* Data extract:

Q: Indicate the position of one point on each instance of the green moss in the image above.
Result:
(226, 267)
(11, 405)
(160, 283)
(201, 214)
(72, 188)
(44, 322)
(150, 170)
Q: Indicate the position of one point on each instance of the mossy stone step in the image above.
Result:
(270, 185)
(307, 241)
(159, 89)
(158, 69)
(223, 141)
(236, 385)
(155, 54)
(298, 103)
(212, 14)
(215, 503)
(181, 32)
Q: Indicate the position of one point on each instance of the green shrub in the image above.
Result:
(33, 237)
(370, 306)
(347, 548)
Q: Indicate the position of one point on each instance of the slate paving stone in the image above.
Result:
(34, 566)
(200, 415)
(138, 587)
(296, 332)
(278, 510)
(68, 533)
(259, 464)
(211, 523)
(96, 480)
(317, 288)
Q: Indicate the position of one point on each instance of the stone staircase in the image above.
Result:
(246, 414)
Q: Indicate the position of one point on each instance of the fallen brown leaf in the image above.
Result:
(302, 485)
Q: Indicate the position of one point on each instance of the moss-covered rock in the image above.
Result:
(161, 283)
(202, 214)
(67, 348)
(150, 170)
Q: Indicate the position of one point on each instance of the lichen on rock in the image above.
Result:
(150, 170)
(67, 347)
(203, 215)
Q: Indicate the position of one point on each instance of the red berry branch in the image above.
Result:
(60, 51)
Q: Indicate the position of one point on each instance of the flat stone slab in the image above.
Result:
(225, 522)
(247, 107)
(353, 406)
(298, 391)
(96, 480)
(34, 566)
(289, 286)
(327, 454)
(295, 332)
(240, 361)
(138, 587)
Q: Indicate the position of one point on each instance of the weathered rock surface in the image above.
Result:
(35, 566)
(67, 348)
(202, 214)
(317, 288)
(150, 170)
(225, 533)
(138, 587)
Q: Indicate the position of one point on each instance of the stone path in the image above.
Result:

* Required work:
Take every line from the records above that has the word "stone" and copy it.

* Answer to this task:
Q: Indicate the position of one point on each instance of the mossy stone step in the image above.
Q: Indicate the position of one point on each instance of the slate paving stone in the image above.
Q: Indicate the position of one point on each instance of the stone staircase in the image above.
Q: Indicate the position of one point on each instance of the flat stone slab in the image above.
Q: Indicate the position of one point on each instance of the stone path in the image above.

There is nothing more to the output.